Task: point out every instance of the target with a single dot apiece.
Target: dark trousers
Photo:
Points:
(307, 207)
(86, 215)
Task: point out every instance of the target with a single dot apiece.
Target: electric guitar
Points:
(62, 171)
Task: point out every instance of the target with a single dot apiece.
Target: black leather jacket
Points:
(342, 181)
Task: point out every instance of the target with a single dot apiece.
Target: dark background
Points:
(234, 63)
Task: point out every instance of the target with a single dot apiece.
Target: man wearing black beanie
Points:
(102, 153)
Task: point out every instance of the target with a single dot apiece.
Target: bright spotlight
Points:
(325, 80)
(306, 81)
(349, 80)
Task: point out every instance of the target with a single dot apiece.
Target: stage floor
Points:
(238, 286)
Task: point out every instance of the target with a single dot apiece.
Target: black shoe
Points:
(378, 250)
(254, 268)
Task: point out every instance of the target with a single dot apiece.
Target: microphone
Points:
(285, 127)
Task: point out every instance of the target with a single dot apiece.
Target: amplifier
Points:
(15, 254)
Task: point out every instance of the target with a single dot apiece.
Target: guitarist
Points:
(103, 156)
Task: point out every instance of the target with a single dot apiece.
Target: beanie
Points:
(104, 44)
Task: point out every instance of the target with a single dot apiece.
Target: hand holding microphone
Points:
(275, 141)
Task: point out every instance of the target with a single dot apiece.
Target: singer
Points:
******************************
PROBLEM REQUIREMENTS.
Retype every entry, keeping each character as it was.

TASK SOLUTION.
Task: point out every instance of the target with a single dot apiece.
Target: dark trousers
Photo:
Points:
(307, 207)
(86, 215)
Task: point out every instance of the target with a single dot apiece.
Target: electric guitar
Points:
(62, 171)
Task: point out every instance of the target with a single dot apiece.
Target: black leather jacket
Points:
(342, 181)
Task: point out every instance of the target with a single dot apiece.
Target: dark background
Points:
(234, 63)
Task: point out every instance of the target with a single dot apiece.
Target: man wearing black beanie
Points:
(102, 153)
Task: point out every instance of the target with a single dot apiece.
Target: bright spotlight
Points:
(325, 80)
(306, 81)
(349, 80)
Task: point out every instance of the target with a single dot apiece.
Target: stage floor
Points:
(238, 286)
Task: point out every instance of the target with a single dot apiece.
Target: black shoe
Points:
(378, 250)
(254, 268)
Task: point out every instance of the target with a single dot apiece.
Target: microphone
Points:
(285, 127)
Task: point out every instance of the target with a single dot apiece.
Target: amplifier
Points:
(15, 254)
Task: point out every instance of the target with a single dot apiece.
Target: guitarist
Points:
(103, 156)
Task: point out every instance of the target with a single dot apiece.
Target: beanie
Points:
(104, 44)
Task: point out every instance of the target with a single dot apiece.
Target: hand holding microphone
Points:
(275, 141)
Task: point out every instance of the target with a single dot apiece.
Target: singer
Points:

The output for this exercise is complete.